> ZADANIE DO WYKONANIA:
Wyodrębnij z całej listy poniżej wszystkie wiersze tekstu i przepisz je słowo w słowo, bez żadnych zmian. Obrazy pomiń.

> DANE DO ZADANIA:
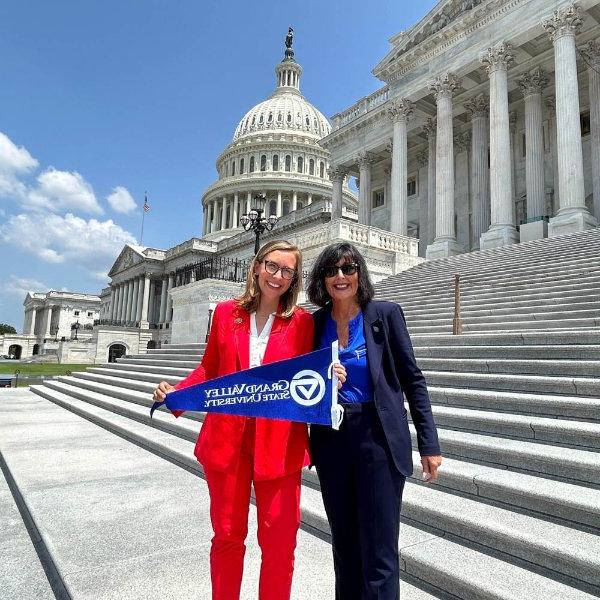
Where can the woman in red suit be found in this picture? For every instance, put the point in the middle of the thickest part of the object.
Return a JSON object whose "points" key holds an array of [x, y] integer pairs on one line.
{"points": [[262, 326]]}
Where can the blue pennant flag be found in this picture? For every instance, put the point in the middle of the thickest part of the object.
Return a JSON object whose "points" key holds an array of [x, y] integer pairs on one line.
{"points": [[300, 389]]}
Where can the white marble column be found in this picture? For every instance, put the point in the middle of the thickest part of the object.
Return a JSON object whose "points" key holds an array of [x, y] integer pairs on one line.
{"points": [[364, 160], [235, 210], [48, 321], [592, 54], [143, 316], [430, 130], [532, 85], [169, 300], [215, 216], [400, 112], [573, 214], [445, 243], [163, 301], [336, 175], [224, 213], [502, 231], [478, 108]]}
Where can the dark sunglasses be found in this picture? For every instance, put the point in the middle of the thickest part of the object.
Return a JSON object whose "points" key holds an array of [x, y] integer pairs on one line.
{"points": [[272, 268], [346, 269]]}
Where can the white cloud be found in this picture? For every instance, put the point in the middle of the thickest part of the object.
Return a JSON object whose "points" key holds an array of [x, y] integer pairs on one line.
{"points": [[14, 162], [69, 240], [19, 286], [63, 190], [121, 201]]}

> ODPOWIEDŹ NA ZADANIE:
Where can the woman in red suit be found in this picture? For every instance, put the point in the middle of the thickest part of the object.
Return a JSON object whose "points" key holds an array of [x, y] integer pairs on one line.
{"points": [[262, 326]]}
Where can the blue pennant flag be found in this picture? For every instance, put the point in the middle of the thickest part of the object.
Return a JSON object whose "points" key holds an array of [x, y] integer pairs on one line.
{"points": [[300, 389]]}
Where can the white marble column be found in this picture? For every instance, put the point in the middle of the thickest part of the object.
Return a JSON object whose "points" key holds an array of [x, y] integer pairs on one line.
{"points": [[364, 160], [235, 210], [48, 321], [592, 54], [143, 316], [430, 130], [532, 85], [169, 300], [215, 216], [400, 112], [573, 214], [445, 243], [163, 301], [336, 175], [224, 213], [502, 231], [478, 108]]}
Where can the dark sunglasses be found in this picture? For every instance, put the point in the middle of the thickest part of the object.
Return a JSON object whose "points" key holds an array of [x, y] integer pairs on one line.
{"points": [[272, 268], [346, 269]]}
Where can the white cloud be found in this picture? For every instance, put the point in the middle of the thickest part of the object.
Return a JSON object whose "points" key holds an array of [x, y] integer pairs on one line.
{"points": [[14, 162], [69, 240], [19, 286], [63, 190], [121, 201]]}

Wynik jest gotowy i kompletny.